━━━━━ Исходные данные ━━━━━
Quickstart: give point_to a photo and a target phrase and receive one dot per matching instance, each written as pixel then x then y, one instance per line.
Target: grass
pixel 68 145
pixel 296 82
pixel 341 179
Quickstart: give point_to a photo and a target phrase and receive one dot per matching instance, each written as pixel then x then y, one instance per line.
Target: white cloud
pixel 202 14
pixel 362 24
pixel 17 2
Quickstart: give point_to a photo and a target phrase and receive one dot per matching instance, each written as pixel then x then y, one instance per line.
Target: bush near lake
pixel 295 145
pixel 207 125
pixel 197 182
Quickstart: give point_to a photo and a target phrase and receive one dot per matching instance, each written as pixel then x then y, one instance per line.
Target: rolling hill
━━━━━
━━━━━ Исходные данные ━━━━━
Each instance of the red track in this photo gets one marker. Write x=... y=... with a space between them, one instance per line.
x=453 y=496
━━━━━
* **Задание**: Выведите в виде списка JSON из строк часть материала, которая начинается строкой, содержащей «Each instance of», и заканчивается строкой, содержащей «x=453 y=496», включая обе эти строки. Каждой строке должен соответствовать один элемент списка, пустые строки пропустите.

* **Ответ**:
[
  "Each instance of the red track in this photo gets one marker. Write x=... y=... with a space between them, one instance per line.",
  "x=453 y=496"
]